=== Rows ===
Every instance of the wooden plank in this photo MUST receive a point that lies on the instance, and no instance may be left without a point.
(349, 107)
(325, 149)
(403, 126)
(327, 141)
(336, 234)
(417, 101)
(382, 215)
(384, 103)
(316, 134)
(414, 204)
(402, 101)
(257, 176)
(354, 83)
===
- Exercise prompt: Show each line above that contains the string "this". Case counts.

- Written response:
Every instance of the wooden plank in this photo MUST receive a point that lies on the instance, and no instance may be left without a point.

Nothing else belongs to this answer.